- **GIVEN TASK**
Can you reproduce every one of the entries below word for word, leaving out the pictures?

+++ INPUT FOR THIS TASK +++

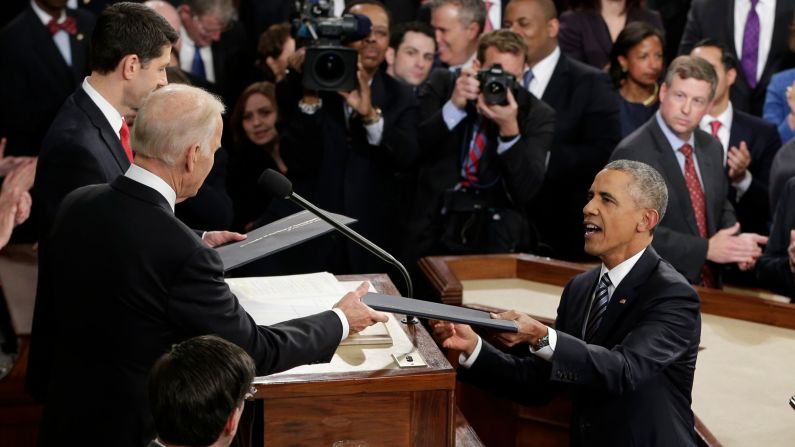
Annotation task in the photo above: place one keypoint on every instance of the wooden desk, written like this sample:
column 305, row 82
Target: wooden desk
column 743, row 376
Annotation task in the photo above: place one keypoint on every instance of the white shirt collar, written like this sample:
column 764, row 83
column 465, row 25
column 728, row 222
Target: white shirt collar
column 43, row 16
column 111, row 114
column 619, row 272
column 146, row 178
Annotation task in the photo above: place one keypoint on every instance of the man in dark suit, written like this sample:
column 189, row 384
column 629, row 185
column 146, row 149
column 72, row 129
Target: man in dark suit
column 587, row 126
column 346, row 151
column 749, row 143
column 132, row 280
column 769, row 21
column 85, row 145
column 700, row 230
column 482, row 162
column 626, row 336
column 43, row 58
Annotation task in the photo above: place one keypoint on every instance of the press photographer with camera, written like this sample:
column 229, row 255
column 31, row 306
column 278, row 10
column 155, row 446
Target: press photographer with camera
column 484, row 140
column 346, row 148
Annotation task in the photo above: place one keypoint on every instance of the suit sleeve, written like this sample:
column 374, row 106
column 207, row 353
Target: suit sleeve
column 201, row 303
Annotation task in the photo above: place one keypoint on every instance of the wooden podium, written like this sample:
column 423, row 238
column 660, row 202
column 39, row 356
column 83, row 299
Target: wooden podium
column 743, row 375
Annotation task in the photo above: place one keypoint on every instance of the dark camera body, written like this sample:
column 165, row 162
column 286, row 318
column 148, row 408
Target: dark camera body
column 495, row 83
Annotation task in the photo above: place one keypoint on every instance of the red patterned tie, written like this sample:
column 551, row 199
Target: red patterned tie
column 124, row 133
column 699, row 206
column 69, row 25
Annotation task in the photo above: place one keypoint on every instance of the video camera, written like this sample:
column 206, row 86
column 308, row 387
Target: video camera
column 495, row 83
column 328, row 64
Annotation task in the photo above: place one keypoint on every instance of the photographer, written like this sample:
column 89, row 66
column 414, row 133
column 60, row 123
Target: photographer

+++

- **SOLUTION TO THIS PROBLEM**
Annotation task in the photo above: place one keypoint on every instance of the wooden desk, written like this sample:
column 305, row 82
Target: wooden desk
column 743, row 376
Annotation task in the photo above: place one keypoint on every instance of the white shirt collar, written like this sample:
column 764, row 83
column 465, row 25
column 728, row 222
Target: white shirt collar
column 43, row 16
column 111, row 114
column 619, row 272
column 146, row 178
Annotation task in the photo above: place one keypoint on every instance of the man in dark suit, written like this sample:
column 189, row 384
column 629, row 185
column 146, row 149
column 72, row 129
Target: man in dark suit
column 587, row 126
column 346, row 151
column 749, row 143
column 132, row 280
column 769, row 21
column 85, row 145
column 700, row 230
column 482, row 162
column 626, row 336
column 43, row 58
Annotation task in the photo above: place one keypoint on every instance of the press photographer with camera, written like this sample:
column 229, row 255
column 31, row 306
column 278, row 10
column 155, row 446
Target: press photographer with camera
column 484, row 140
column 346, row 148
Annotation task in the photo above: place one keypoint on every instance of the suit sleeve, written like this sample:
column 374, row 106
column 207, row 353
Target: suit sleeve
column 201, row 303
Annotation task in the photo above: place one keypoint on every instance of the wooden podium, written like this sample:
column 423, row 238
column 660, row 202
column 39, row 356
column 83, row 299
Target: wooden podium
column 743, row 375
Annotation task in the photo above: place one keypoint on every instance of the dark camera body, written like this sample:
column 165, row 162
column 286, row 318
column 148, row 408
Target: dark camera body
column 495, row 83
Annotation task in the photo above: place one keypoint on every instance of the red patterned tie, written like this sample:
column 551, row 199
Target: red patterned tie
column 124, row 133
column 699, row 206
column 69, row 25
Annotation task in the photo above: place one keypoint on every instance of the video camera, written like this sample:
column 206, row 86
column 308, row 387
Target: video camera
column 495, row 83
column 328, row 64
Annotation task in the photo above: place one keypoint on every instance of the photographer, written like this sample:
column 89, row 66
column 414, row 133
column 60, row 123
Target: photographer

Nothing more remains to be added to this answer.